TEXTAUSZUG
========================================================================

Tips: Das Thema „Aufwertung der Lehre“ ist schon seit vielen Jahren präsent, oft hat man das Gefühl, dass die gesetzten Maßnahmen noch nicht wirklich fruchten…
Blauensteiner: Insgesamt steigt die Zahl der Lehrlinge wieder an, aber es ist natürlich eine immense Herausforderung, genügend Betriebe im Bezirk zu haben, die ausbilden. Und diejenigen die ausbilden, suchen händeringend Fachkräfte. Es gehen in den nächsten Jahren sehr viele in den Ruhestand, hier müssen wieder Fachkräfte nachkommen. Berufsorientierung an den Schulen ist ein wichtiges Thema, denn junge Menschen sollen sich auch ihren Talenten entsprechend verwirklichen können. Ein weiterer Aspekt, den man den Schülern mitgeben muss: dass sie mit einer Lehre großartige Karrierechancen haben, wie man etwa an vielen tollen Gründern sieht. Und gerade im technischen Bereich sind die Facharbeiter wirklich gut bezahlt. Hier wollen wir auch ansetzen und mehr Mädchen für den technischen Bereich interessieren, es muss ja nicht immer ein typischer Frauenberuf sein.
Tips: Wo sehen Sie große Chancen im Bezirk?
Blauensteiner: Meiner Meinung nach ist der Zusammenhalt sehr gut, die Menschen sind, so wie ich sie wahrnehme, sehr offen, was auch immer andere sagen mögen. Grundlegende Eigenschaften, um etwas im Leben zu erreichen, wie Fleiß, Verlässlichkeit oder das Verfolgen von Zielen sind meiner Ansicht nach hier ausgeprägt. Und unsere Handwerker sind sehr gefragt, die Qualität der Waldviertler Arbeit ist absolut hochzuhalten.
Tips: Was wäre Ihre Vision für den Bezirk Zwettl?
Blauensteiner: Meine Vision wäre, dass der Bezirk Zwettl wirklich nach außen strahlt und viele Menschen hier herkommen wollen, weil die Lebensqualität einfach die beste ist und weil es tolle Arbeitsplätze gibt. Ich möchte, dass der Bezirk als Magnet gesehen wird, wo die Leute einfach hinziehen wollen, weil das Umfeld und die Rahmenbedingungen passen. Aber da haben wir noch viel Arbeit vor uns.

========================================================================

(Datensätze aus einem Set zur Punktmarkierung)
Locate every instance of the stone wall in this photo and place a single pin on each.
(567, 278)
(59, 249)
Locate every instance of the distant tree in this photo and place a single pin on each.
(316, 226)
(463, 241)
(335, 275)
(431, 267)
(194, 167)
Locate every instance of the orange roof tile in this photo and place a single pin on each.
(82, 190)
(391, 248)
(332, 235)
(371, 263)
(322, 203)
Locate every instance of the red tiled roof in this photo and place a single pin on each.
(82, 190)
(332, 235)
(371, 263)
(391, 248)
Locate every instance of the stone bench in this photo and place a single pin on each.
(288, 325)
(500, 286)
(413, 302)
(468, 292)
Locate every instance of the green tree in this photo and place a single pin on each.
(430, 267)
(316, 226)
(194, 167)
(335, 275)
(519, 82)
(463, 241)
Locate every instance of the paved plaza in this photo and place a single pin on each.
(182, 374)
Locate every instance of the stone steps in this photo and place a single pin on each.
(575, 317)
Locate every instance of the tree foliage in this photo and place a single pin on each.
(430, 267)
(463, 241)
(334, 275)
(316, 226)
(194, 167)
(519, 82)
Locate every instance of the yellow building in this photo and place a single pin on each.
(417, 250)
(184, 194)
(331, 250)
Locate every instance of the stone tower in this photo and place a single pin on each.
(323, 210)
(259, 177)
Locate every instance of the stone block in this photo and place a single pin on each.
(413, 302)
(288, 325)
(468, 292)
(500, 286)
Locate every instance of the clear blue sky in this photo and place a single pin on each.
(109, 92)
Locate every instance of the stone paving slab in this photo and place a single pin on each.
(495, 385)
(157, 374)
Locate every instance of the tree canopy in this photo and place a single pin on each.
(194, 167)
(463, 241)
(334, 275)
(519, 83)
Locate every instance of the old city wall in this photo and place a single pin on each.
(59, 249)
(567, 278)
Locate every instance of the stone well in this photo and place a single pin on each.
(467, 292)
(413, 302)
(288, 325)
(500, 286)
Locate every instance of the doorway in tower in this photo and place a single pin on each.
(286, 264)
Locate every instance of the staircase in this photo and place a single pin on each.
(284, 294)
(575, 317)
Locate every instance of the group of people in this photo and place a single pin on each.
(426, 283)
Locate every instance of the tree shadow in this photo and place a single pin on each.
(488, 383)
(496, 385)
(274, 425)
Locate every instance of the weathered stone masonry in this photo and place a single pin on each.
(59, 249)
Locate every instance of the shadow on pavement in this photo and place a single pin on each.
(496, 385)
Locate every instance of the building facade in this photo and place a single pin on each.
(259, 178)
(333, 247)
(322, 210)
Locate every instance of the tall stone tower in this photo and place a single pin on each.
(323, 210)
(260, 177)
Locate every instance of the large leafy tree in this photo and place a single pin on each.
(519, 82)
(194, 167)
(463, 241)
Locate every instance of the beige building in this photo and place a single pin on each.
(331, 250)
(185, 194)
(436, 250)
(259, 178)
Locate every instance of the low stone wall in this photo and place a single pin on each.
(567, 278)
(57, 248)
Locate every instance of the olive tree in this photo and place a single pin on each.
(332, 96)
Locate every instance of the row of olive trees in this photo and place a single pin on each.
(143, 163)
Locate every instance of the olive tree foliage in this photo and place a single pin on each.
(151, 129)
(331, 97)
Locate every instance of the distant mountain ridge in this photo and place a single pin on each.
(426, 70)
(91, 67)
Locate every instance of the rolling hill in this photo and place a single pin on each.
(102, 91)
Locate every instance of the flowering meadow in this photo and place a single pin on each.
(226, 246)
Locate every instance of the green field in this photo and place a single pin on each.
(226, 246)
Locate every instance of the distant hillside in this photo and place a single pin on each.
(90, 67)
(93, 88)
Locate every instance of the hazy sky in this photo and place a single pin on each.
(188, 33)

========================================================================

AUFGABE A
Sammeln Sie aus den Datensätzen jede Zeile, in der die Zeichenfolge „green“ vorkommt, und geben Sie diese Zeilen wieder. Groß- und Kleinschreibung ist dabei zu beachten.
AUFGABE B
Führen Sie das Interview über die Lehre und den Bezirk Zwettl im Anschluss an seinen letzten Satz fort.

LÖSUNG A
Locate every instance of the green tree in this photo and place a single pin on each.
Locate every instance of the green field in this photo and place a single pin on each.

LÖSUNG B
Tips: Ihr Vorgänger Dieter Holzer hat sich immer klar zur Waldviertelautobahn positioniert, was ist Ihre Meinung?
Blauensteiner: Grundsätzlich ist eine Verbesserung der Verkehrswege im Waldviertel positiv zu sehen. Das heißt ich begrüße das Projekt, allerdings sollte man trotz Autobahn auf die anderen Verkehrswege nicht vergessen, auch nicht auf die Datenverkehrswege - das Breitband. Denn nur die Autobahn alleine wird uns nicht helfen, so mag es vielleicht entlang dieser eine Wirtschaftsbelebung geben, aber viele anderen Gebiete werden noch mehr ausbluten und das darf nicht sein. Es muss alles gut erschlossen und ganzheitlich mitgedacht werden.
Tips: Sie ermutigen Frauen immer wieder, sich beruflich zu entfalten: Wie sehen Sie die Diskussion rund um den Papamonat?
Blauensteiner: Ich begrüße natürlich alles, was die Vereinbarkeit von Familie und Beruf fördert, vor allem bei Frauen. Aber ich teile auch die Bedenken der Wirtschaftskammer, denn der Papamonat ist gerade für unsere vielen kleinen Betriebe, mit ein, zwei Facharbeitern, schwierig umzusetzen. Das würde für die Unternehmer nicht leicht werden.
Tips: Sie sind selbstständige Unternehmensberaterin, Mutter von zwei Töchtern, Gemeinderätin, Vorsitzende von FiW Zwettl und nun auch Bezirksobfrau und Kandidatin auf der ÖVP-EU-Liste - wie bekommen Sie Ihre vielen Funktionen unter einen Hut?
Blauensteiner: Für mich war immer klar, wenn ich Obfrau der Bezirksstelle werde, gebe ich den Vorsitz bei Frau in der Wirtschaft ab. Derzeit bin ich gerade auf der Suche nach einer begeisterten Nachfolgerin. Was man nie vergessen darf: Hinter all den Ämtern steht ein tolles Team, das mich unglaublich gut unterstützt. Auch meine Nachfolgerin darf mit meiner Unterstützung rechnen.
Tips: Und wie schafft man es, Familie und Karriere zu vereinbaren?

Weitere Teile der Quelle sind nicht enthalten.